• **Short problem**
In the text on commercial field size and well success chance, how many Monte Carlo trials did the workflow use?
═════ Document section ═════
Minimum commercial field size (MCFS) is the field size that contributes to a discounted net present value (NPV) equal to zero, when burdened only with future development and operating costs, treating all prior investments as sunk. Ideally, a decision maker would approve the development of any discovery greater than the MCFS.
The probability of commercial success (Pc) = Pg × PMCFS, where PMCFS is, given a discovery, the chance of finding an EUR greater than or equal to the MCFS.
Next, Ptrap @ well is the percentile location on the area distribution that the area updip of the well location is found; it is synonymous with the phrase “area percentile.”
For Pwell = Pg × [(Ptrap @ well)/90%], Pwell is the chance that the downdip location will be a discovery. The denominator of 90% reflects the common standard that the trap chance factor is assessed as the chance of exceeding the P90 of the productive area distribution. For a well drilled at any location within the P90 productive area, the Ptrap @ well stays at 90%, so a prospect with a Pg = 50% has Pwell = 50% × [90%/90%] = 50%. For a prospect with a Pg = 50% but drilled at a location associated with P50 of the area distribution, Pwell = 50% × [50%/90%] = 28%.
The probability of commercial success for a well drilled downdip (Pwell (comm)) = Pwell × PMCFS (well) is the Pc for a well drilled downdip, where PMCFS (well) is the chance that a discovery at that downdip location will find an EUR greater than or equal to the MCFS.
Expected monetary value (EMV) is the sum of the probability-weighted NPVs (after tax) of commercial success and failure (where the NPV of commercial failure is negative). For any given commercial EUR case, the NPV is the discounted sum of each year’s net cash flow (income minus investment minus expense). Income is the revenue from producing the EUR. See the Appendix for more detail.
Example Prospect Details
Figure 1 illustrates a simple map and cross section for an example prospect used in the workflow. Before the application of the Pwell workflow, the prospect had its GRV generated from standard area versus depth plotting techniques (Frick and Taylor, 1962). Because this approach accurately captures the geometry of the trap, any correlation of the average net pay to the productive area is accounted for.
The area–depth pairs are plotted in Figure 2 for a simulation trial in which the gross reservoir thickness was 115 ft and the area was 400 ac. The oil-saturated GRV for this trial is the shaded closed polygon. The prospect has P90 and P10 gross reservoir thicknesses of 45 and 210 ft, respectively. For any trial, multiplication of the GRV by the N/G provides the net rock volume (NRV) and the average net pay is that NRV divided by the associated area.
The EUR distribution resulted from standard Monte Carlo techniques, in which each trial samples the input variable distributions and then multiplies them to create an EUR. The workflow used 20,000 trials. Ideally, all of the input parameters have undergone a reality checking process for distribution type and range. Figure 3 tabulates the prospect input parameter distributions summarized at the productive area, average net pay, and hydrocarbon recovery yield level, and tabulates and plots the output geologic and commercial EUR distributions on a log-probit plot.
═════ Data records ═════
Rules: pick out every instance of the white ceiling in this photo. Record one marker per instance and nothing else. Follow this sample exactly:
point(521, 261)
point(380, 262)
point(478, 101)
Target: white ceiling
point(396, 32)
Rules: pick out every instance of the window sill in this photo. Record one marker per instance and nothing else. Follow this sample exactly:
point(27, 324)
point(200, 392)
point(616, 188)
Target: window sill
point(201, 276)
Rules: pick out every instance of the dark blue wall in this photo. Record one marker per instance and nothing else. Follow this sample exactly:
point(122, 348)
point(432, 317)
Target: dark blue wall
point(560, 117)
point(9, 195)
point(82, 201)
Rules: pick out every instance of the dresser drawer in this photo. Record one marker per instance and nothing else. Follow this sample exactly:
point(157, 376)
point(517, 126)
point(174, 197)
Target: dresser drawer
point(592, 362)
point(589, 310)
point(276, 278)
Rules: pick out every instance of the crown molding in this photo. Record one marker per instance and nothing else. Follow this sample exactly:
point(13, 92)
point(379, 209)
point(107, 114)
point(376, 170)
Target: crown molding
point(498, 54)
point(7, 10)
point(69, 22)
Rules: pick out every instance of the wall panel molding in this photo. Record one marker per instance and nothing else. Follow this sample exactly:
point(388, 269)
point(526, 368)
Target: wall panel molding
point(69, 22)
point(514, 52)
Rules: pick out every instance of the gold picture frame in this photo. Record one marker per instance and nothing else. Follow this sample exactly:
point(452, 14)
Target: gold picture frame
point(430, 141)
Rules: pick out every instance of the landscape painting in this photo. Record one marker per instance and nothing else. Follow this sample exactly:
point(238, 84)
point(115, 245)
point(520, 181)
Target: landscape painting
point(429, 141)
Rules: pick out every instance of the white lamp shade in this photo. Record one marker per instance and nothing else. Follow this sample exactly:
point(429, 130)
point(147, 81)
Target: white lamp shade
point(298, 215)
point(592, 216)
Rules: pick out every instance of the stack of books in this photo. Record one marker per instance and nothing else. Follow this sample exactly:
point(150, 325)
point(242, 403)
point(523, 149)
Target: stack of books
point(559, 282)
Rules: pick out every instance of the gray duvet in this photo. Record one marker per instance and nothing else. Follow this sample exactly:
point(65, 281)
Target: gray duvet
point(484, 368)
═════
• **Solution for this exercise**
20,000 trials.